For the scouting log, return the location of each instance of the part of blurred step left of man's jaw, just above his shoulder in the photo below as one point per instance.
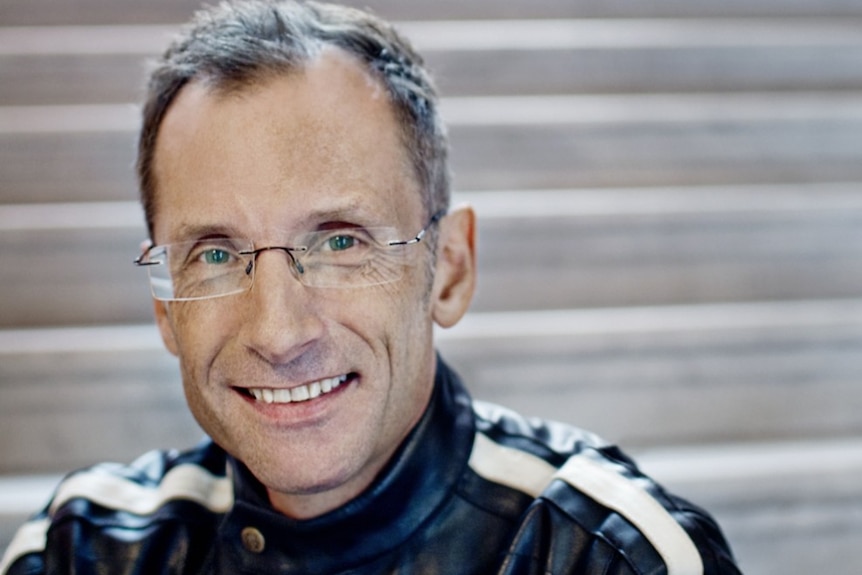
(110, 404)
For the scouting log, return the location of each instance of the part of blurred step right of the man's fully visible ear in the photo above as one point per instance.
(604, 248)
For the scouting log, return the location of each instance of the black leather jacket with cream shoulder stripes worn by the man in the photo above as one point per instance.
(475, 489)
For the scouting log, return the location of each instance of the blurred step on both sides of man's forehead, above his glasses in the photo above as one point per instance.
(81, 153)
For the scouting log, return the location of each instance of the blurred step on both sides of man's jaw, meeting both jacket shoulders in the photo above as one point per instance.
(644, 377)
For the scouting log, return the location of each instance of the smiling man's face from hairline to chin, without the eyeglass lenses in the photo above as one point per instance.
(302, 152)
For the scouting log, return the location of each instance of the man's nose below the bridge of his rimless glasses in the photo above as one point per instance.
(282, 321)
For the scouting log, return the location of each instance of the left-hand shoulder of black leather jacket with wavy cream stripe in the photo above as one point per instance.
(123, 500)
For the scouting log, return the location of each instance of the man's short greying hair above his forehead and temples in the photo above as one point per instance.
(242, 42)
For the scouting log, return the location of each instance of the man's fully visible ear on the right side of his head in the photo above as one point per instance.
(455, 276)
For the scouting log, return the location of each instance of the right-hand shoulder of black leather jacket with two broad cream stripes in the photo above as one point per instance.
(590, 498)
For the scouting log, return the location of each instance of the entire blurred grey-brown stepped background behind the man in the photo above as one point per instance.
(670, 237)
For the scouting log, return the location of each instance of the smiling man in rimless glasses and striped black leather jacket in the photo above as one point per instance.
(293, 170)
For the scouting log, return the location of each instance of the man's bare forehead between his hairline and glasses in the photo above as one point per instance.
(318, 139)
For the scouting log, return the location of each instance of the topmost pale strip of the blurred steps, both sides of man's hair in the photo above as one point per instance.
(477, 35)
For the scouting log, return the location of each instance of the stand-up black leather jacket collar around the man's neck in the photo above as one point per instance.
(413, 486)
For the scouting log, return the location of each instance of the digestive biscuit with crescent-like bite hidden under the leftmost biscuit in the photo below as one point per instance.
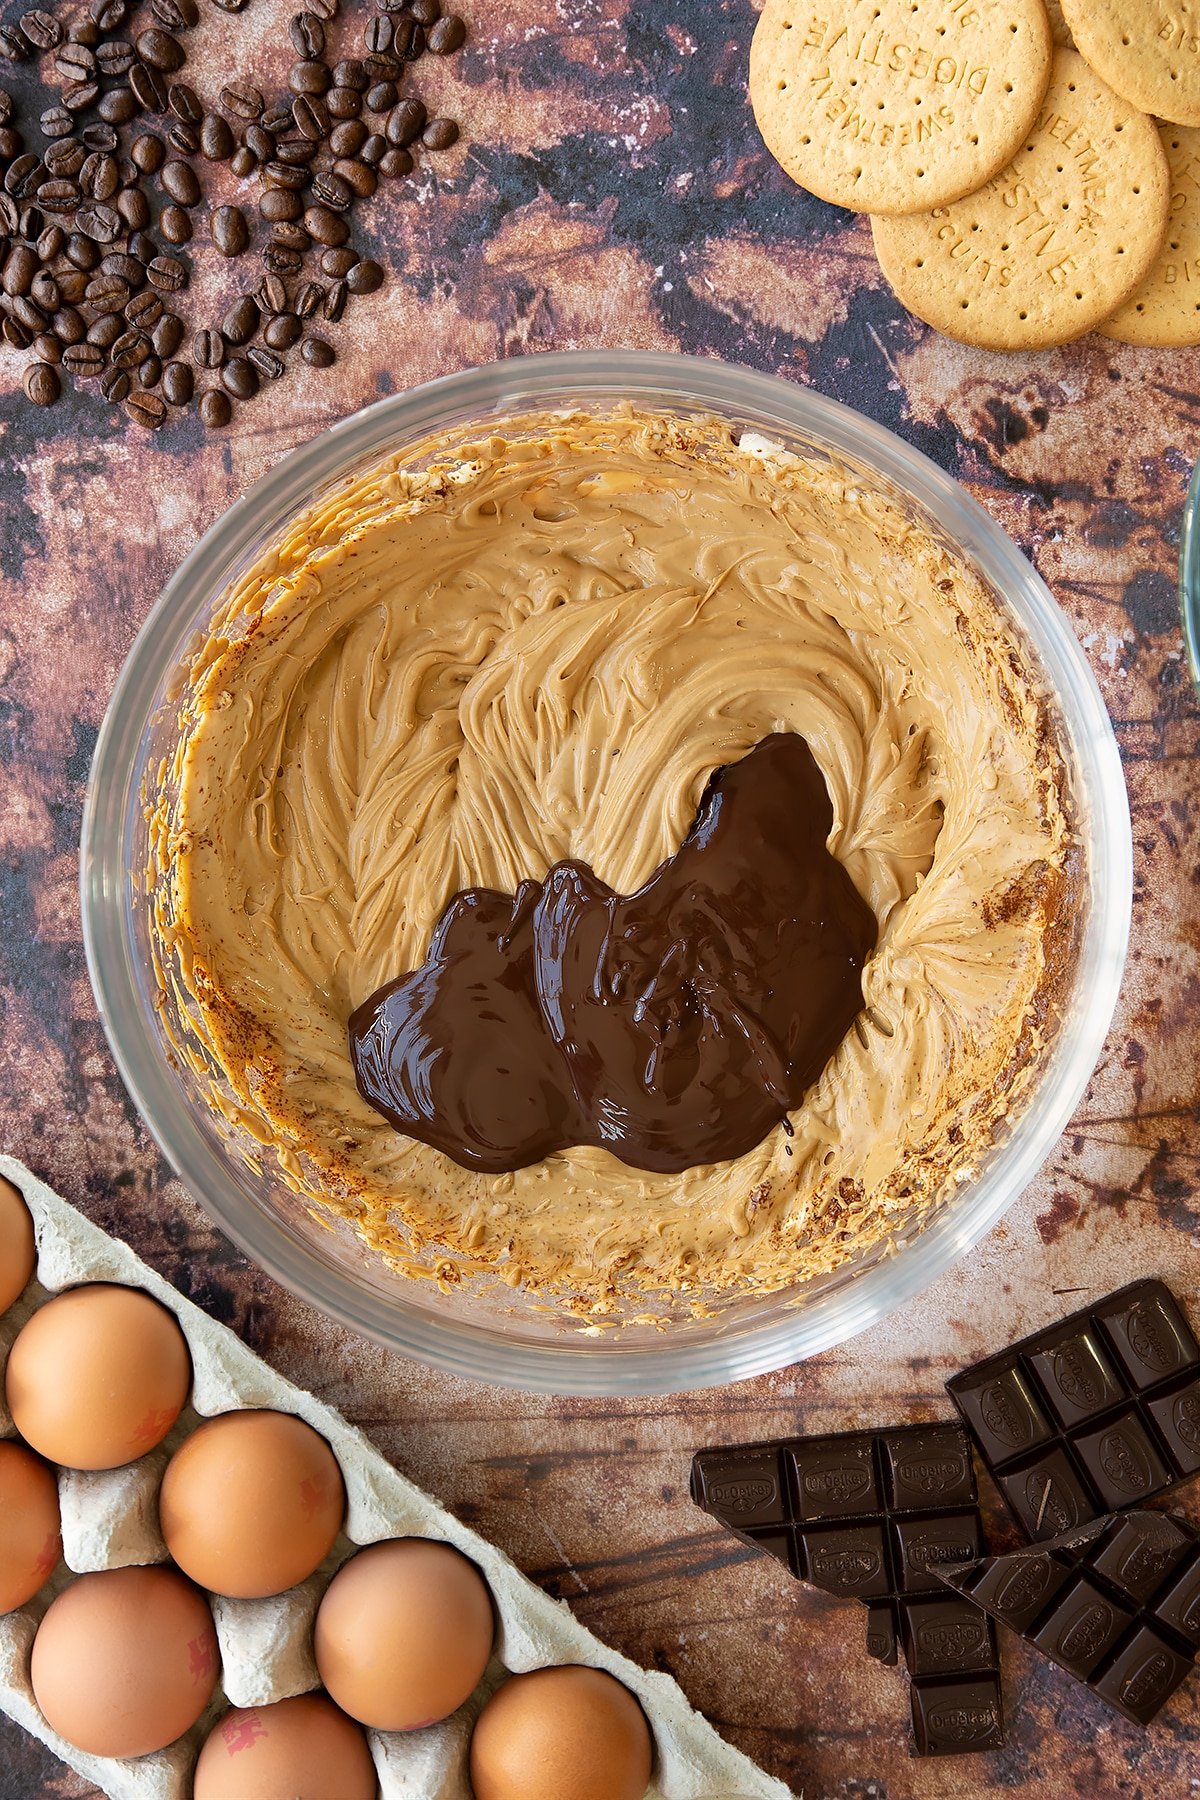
(1057, 242)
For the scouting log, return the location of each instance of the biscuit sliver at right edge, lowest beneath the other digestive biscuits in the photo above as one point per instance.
(1167, 309)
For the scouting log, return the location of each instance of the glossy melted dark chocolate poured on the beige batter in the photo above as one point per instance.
(674, 1027)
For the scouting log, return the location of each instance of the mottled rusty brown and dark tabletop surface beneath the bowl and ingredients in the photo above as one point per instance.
(616, 193)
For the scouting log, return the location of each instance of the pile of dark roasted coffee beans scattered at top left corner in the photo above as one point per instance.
(102, 199)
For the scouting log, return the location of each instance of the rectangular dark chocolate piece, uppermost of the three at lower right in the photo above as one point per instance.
(1089, 1416)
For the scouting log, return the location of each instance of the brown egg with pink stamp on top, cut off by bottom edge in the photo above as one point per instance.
(296, 1750)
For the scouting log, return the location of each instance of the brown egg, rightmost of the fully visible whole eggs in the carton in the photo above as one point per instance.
(404, 1633)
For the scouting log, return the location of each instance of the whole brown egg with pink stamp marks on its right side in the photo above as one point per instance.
(127, 1660)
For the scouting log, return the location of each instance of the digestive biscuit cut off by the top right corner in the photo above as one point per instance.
(1151, 55)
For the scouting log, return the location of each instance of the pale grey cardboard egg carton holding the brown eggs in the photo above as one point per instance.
(111, 1520)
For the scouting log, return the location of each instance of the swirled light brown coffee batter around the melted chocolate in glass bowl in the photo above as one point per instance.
(505, 654)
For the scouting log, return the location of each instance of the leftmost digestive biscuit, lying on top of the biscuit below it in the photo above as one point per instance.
(897, 105)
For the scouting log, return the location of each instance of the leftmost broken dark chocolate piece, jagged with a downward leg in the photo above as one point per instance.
(872, 1516)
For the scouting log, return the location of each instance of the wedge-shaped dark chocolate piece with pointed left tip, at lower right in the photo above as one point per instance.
(1116, 1605)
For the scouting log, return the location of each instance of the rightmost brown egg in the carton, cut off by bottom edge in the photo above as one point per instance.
(562, 1734)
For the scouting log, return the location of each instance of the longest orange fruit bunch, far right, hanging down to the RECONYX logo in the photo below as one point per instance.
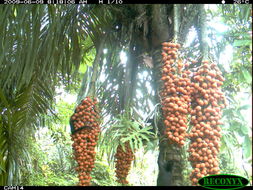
(207, 104)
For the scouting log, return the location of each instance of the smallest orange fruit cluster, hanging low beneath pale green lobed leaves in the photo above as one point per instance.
(123, 162)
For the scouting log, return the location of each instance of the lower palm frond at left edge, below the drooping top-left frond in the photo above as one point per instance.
(19, 119)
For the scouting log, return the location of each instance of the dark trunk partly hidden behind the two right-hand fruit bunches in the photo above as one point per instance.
(170, 156)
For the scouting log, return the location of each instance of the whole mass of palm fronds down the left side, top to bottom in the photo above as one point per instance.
(41, 46)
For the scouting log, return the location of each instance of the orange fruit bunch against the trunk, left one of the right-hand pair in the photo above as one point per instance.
(175, 94)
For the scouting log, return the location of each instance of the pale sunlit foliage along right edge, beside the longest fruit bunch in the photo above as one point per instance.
(236, 147)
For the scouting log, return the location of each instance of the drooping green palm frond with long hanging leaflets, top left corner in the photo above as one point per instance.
(39, 39)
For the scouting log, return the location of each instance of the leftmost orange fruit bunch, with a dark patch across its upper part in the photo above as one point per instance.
(85, 136)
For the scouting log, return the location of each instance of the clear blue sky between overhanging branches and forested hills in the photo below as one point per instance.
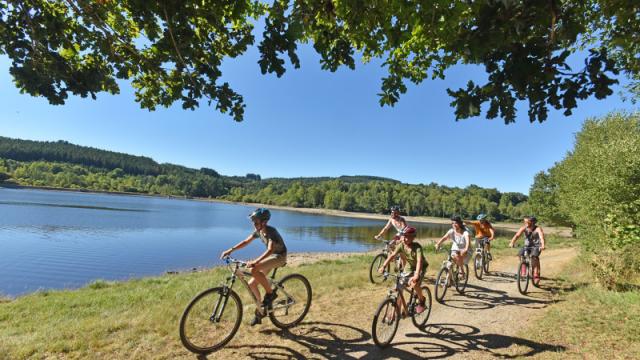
(314, 123)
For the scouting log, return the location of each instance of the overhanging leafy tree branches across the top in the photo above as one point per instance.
(171, 51)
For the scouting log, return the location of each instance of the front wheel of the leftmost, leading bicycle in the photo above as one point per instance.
(210, 320)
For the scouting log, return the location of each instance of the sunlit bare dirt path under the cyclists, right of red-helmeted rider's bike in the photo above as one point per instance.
(485, 321)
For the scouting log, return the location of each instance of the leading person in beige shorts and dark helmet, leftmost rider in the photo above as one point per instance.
(275, 256)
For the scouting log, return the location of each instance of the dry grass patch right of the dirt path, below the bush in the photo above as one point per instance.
(590, 321)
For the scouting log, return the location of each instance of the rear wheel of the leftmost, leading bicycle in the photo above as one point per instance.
(292, 303)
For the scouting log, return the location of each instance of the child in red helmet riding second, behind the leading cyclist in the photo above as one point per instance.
(416, 263)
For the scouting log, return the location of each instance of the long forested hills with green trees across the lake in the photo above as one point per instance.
(64, 165)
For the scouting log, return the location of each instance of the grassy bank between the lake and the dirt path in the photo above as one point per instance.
(139, 318)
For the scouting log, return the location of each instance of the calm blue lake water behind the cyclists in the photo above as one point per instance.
(52, 239)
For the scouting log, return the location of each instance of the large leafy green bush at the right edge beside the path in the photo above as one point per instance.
(596, 190)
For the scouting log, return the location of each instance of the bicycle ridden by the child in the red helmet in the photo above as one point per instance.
(387, 316)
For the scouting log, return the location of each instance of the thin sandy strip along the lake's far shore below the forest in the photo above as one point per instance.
(551, 230)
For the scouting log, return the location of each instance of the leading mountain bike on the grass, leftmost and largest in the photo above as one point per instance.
(213, 316)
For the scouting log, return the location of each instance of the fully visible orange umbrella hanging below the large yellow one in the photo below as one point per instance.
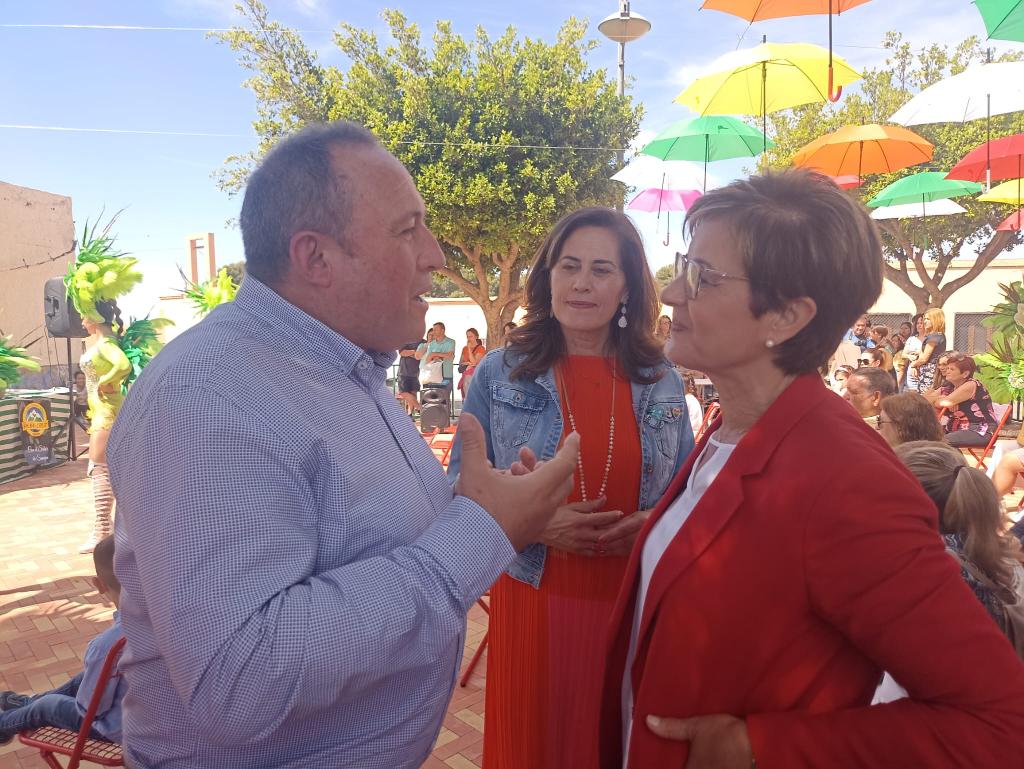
(865, 150)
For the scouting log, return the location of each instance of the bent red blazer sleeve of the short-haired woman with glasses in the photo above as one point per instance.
(877, 570)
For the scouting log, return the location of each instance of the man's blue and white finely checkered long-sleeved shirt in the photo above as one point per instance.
(295, 571)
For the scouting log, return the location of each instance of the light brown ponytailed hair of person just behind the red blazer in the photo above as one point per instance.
(968, 506)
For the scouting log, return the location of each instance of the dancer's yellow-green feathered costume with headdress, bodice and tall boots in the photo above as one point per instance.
(98, 277)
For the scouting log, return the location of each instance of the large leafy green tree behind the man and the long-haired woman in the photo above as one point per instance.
(502, 136)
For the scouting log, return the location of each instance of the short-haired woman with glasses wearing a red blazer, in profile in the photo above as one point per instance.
(793, 560)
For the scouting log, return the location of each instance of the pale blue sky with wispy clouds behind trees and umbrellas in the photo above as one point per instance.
(177, 81)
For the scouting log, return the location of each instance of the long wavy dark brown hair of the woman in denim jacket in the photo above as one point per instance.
(539, 338)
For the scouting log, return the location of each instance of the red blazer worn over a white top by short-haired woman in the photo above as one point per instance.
(809, 567)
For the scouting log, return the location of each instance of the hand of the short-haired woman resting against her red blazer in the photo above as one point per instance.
(716, 742)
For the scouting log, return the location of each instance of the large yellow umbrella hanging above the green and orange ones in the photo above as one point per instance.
(765, 79)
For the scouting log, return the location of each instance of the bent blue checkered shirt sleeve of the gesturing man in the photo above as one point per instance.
(224, 523)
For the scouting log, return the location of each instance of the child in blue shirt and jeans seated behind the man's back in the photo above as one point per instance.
(66, 707)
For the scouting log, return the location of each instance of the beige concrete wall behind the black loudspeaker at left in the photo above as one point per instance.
(37, 240)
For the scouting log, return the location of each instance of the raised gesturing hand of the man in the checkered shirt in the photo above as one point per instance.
(523, 504)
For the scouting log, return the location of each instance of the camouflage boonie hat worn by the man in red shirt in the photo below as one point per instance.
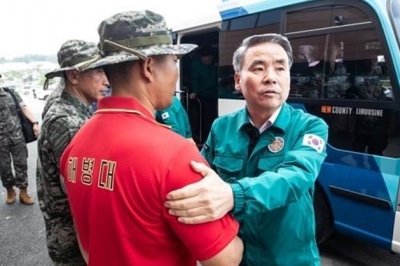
(136, 35)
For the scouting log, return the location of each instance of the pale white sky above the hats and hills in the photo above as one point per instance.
(41, 26)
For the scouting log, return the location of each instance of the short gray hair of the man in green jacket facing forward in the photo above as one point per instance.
(240, 52)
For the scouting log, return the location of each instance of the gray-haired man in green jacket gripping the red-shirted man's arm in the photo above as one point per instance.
(268, 156)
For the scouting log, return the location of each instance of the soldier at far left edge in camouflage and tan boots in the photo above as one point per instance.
(12, 144)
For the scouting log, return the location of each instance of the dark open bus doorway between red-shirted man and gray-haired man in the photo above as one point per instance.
(199, 82)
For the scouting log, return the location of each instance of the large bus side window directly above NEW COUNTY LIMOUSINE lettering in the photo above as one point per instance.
(339, 66)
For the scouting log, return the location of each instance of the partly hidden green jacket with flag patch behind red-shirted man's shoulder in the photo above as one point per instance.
(176, 117)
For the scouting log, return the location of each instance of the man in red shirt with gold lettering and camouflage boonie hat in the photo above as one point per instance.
(120, 166)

● **Work required**
Begin with the line holding "of the gray-haired" and end with the last line of the material. Copy all of them exactly.

● **Output below**
For the scouting log, return the location of each instance of the gray-haired man in green jacket gripping the red-shirted man's arm in the photo above as one point per instance.
(268, 156)
For the scouting log, return the location of each instance of the soldier at far left edge in camouflage and tan boots in the photo above as one point per instance.
(12, 144)
For the scouting log, return the location of each instance of the dark open bus doorway between red-shirted man and gray-haired man in the photo above as one point per instance.
(199, 82)
For the scouting log, return the location of each instance of the large bus side window directly above NEW COUNTY LIMOUSINE lettering in the photo above as one point per instance.
(339, 66)
For the scouting log, return the location of each instance of the partly hidden green jacket with flag patch behind red-shirted man's shoulder in the photo above as one point per instance.
(176, 117)
For the scouting log, return the location of each instance of the man in red shirt with gold lettering and camouflage boonie hat in the photo above as one point per instance.
(120, 166)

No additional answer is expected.